PAGE EXCERPT.
----

Posted: January 21st, 2015, 14:41
by jeremyb
AFAIK there are two variates on this monolithic. The Phison version and SSS version used by Kingston. I have no problem recovering the Phison version but for some reason every SSS version fails the same way, controller overheats, sometimes the controller logic works and it will boot into flash mode, sometimes not. The NAND chip isn't responding to any logic sent from the controller and the +3.3v rail is shorted to ground @ 5-20ohms. Voltages from logic signals are all low 0.9v - 2.4v.

I've tried removing the controllers silicon die, incrementally cutting the exposed 3.3v rail trying to find the short (which made no sense because cut segments still shorted to ground).. Perhaps the NAND IC is physically damaged. IDK..

Any ideas where this phantom short is originating from?

Re: Shorted Monolith = No Money :-(

Posted: January 21st, 2015, 14:55
by arvika
From my experience if VCC and GND is shorted - usually it means that nands module is damaged (crack, overheat etc). Maybe it is common failure for this model - like factory bad designed production.

Re: Shorted Monolith = No Money :-(

Posted: January 21st, 2015, 17:02
by jeremyb
arvika wrote:From my experience if VCC and GND is shorted - usually it means that nands module is damaged (crack, overheat etc). Maybe it is common failure for this model - like factory bad designed production.

I think you are correct, I isolated the NAND chip and got the same results. PCB is .4mm, NAND die is .2mm, easy to break NAND....

Re: Shorted Monolith = No Money :-(

Posted: January 22nd, 2015, 5:08
by einstein9
Honestly jeremyb & arvika

I Admire your work (both of you)
in Addition to Sasha of course

Good to know you guys really

all the best in 2015 :>

Re: Shorted Monolith = No Money :-(

Posted: January 22nd, 2015, 13:03
by Matiw
jeremyb,

Did you split the PCB from the edge ? For my eyes, it seems sort of a physical impossibility ! That is amazing.

And the PCB trace picture you posted, it is kind of very clean, did you use a chemical ? Do you mind eh eh... telling ?

Thanks

jeremyb wrote:
arvika wrote:From my experience if VCC and GND is shorted - usually it means that nands module is damaged (crack, overheat etc). Maybe it is common failure for this model - like factory bad designed production.

I think you are correct, I isolated the NAND chip and got the same results. PCB is .4mm, NAND die is .2mm, easy to break NAND....

Re: Shorted Monolith = No Money :-(

Posted: January 23rd, 2015, 21:12
by jeremyb
I had a cracked identical donor and took it apart. I took pictures of the inside (PCB, wire bonds, controller, etc). I'll write an article, might be fun eyecandy...
I looked at my notes, minor correction: PCB height is 0.47mm, NAND height 0.15mm.

Re: Shorted Monolith = No Money :-(

Posted: January 25th, 2015, 23:44
by jeremyb
http://www.recovermyflashdrive.com/crac ... nolithics/

You can click on an image and then click full screen on the top right to see a higher resolution version...
Let me know what you think :-)

Opacity and Angle are pretty cool

Re: Shorted Monolith = No Money :-(

Posted: January 26th, 2015, 3:28
by arvika
Good, so it confirms my suspicions :)

----

DATASET SECTION.
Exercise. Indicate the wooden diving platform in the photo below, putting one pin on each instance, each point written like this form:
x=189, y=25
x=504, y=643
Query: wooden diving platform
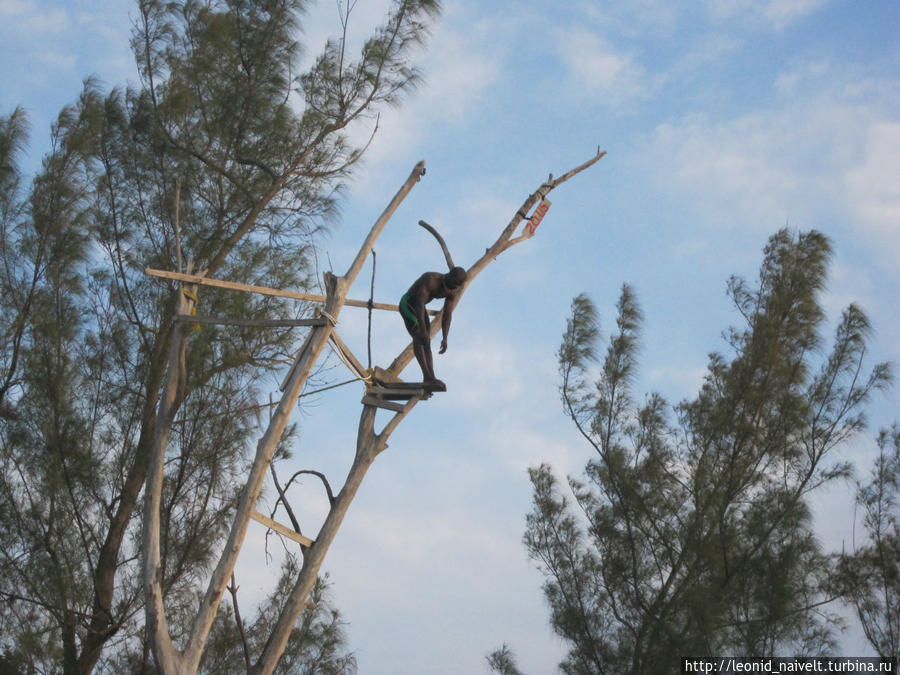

----

TASK INSTRUCTIONS.
Answer these questions from the forum thread about the shorted monolith.
(a) What resistance did jeremyb measure between the +3.3v rail and ground?
(b) Besides jeremyb and arvika, whom does einstein9 say he admires?
(c) In jeremyb's corrected notes, what is the PCB height?
The listing comes from a separate source, not from the forum thread.

THE REPLY.
(a) 5-20 ohms
(b) Sasha
(c) 0.47mm